The answer must be an exact reproduction of all the entries.

************

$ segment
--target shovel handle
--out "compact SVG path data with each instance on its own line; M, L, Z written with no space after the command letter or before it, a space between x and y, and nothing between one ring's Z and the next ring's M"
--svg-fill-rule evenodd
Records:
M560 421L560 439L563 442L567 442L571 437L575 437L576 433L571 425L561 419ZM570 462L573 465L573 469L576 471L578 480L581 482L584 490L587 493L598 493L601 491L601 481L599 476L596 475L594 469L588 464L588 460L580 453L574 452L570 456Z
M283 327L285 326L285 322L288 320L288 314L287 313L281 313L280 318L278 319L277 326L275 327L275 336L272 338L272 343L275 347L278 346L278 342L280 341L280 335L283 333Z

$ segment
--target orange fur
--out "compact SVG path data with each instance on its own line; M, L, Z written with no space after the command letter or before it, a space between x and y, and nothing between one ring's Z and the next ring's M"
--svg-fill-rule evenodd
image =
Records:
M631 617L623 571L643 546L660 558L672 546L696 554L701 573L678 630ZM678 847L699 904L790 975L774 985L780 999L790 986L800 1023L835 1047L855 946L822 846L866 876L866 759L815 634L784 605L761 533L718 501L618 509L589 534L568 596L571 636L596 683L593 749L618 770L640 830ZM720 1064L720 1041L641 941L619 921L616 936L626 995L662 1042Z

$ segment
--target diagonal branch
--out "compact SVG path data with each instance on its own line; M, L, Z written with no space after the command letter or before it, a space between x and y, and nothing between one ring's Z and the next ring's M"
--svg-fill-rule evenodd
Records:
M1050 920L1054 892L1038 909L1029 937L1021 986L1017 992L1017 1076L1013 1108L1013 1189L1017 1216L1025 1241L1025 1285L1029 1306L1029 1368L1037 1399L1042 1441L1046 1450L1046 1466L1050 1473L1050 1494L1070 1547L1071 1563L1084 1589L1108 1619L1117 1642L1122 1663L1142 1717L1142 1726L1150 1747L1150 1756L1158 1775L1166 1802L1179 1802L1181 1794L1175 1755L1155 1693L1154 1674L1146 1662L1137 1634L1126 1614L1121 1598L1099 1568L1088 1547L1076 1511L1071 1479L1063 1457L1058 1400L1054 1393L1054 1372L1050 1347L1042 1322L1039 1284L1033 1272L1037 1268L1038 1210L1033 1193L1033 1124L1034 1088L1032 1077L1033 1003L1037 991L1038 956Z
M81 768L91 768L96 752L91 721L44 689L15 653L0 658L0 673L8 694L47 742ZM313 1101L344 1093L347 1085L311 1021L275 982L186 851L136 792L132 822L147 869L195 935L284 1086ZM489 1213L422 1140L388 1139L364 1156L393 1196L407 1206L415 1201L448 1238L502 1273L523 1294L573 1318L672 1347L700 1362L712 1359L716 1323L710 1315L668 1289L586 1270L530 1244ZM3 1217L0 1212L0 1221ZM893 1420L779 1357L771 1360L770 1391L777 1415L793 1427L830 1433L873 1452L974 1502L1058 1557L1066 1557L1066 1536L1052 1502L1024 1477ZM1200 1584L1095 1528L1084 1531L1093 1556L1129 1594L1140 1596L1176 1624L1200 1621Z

************

◆ **SOLUTION TO THE EXERCISE**:
$ segment
--target shovel handle
--out "compact SVG path data with each instance on its own line; M, L, Z written with no space after the command letter or before it, a space between x and y, and nothing between one ring's Z and the next ring's M"
--svg-fill-rule evenodd
Records:
M560 421L560 439L563 442L567 442L571 437L575 437L576 433L571 425L561 419ZM570 462L573 465L573 469L576 471L578 480L581 482L584 490L587 493L598 493L601 491L601 481L599 476L596 475L594 469L588 464L588 460L580 453L574 452L570 456Z
M283 327L285 326L285 322L288 320L288 314L287 313L281 313L280 318L278 319L277 326L275 327L275 336L272 338L272 343L275 347L278 346L278 342L280 341L280 335L283 333Z

$ segment
--target orange fur
--out "compact SVG path data with each instance on its own line; M, L, Z written with no space after the command letter or before it, a space between x and y, and nothing between one ring's Z and the next ring's M"
--svg-fill-rule evenodd
image =
Records:
M631 617L623 571L643 546L660 558L672 546L696 554L701 573L678 630ZM678 847L699 904L790 975L774 985L780 999L790 986L800 1023L835 1047L855 946L822 846L866 876L866 759L815 634L784 605L761 533L718 501L618 509L589 534L568 596L571 636L596 683L593 749L618 770L640 830ZM720 1064L720 1041L641 941L619 921L616 936L626 995L662 1042Z

$ segment
--target diagonal branch
--out "compact SVG path data with each instance on its own line; M, L, Z written with no space after the command letter or before it, a space between x and y, and nothing between one ring's Z and the next ring's M"
--svg-fill-rule evenodd
Records:
M1050 920L1054 892L1038 909L1029 937L1021 986L1017 992L1017 1076L1013 1108L1013 1189L1017 1216L1025 1241L1025 1285L1029 1306L1029 1368L1037 1399L1042 1441L1046 1450L1046 1466L1050 1473L1050 1494L1070 1547L1071 1563L1084 1589L1108 1619L1117 1642L1122 1663L1142 1717L1142 1726L1150 1747L1150 1756L1158 1775L1166 1802L1179 1802L1181 1794L1175 1755L1155 1693L1154 1674L1146 1662L1137 1634L1126 1614L1121 1598L1099 1568L1088 1547L1076 1511L1071 1479L1063 1457L1058 1400L1054 1393L1054 1372L1050 1347L1042 1322L1039 1284L1033 1272L1037 1268L1038 1210L1033 1193L1033 1124L1034 1088L1032 1077L1033 1003L1037 991L1038 956Z
M81 768L91 768L96 752L91 721L44 689L15 653L0 658L0 673L8 694L47 742ZM313 1101L344 1093L347 1085L311 1021L275 982L186 851L136 792L132 822L147 869L195 935L284 1086ZM489 1213L422 1140L388 1139L364 1156L393 1196L407 1206L415 1201L448 1238L502 1273L523 1294L573 1318L672 1347L700 1362L712 1359L716 1323L710 1315L668 1289L586 1270L530 1244ZM3 1217L0 1212L0 1221ZM893 1420L779 1357L771 1360L770 1391L777 1415L793 1427L830 1433L873 1452L974 1502L1058 1557L1066 1557L1066 1536L1052 1502L1024 1477ZM1200 1584L1095 1528L1084 1531L1093 1556L1129 1594L1140 1596L1176 1624L1200 1621Z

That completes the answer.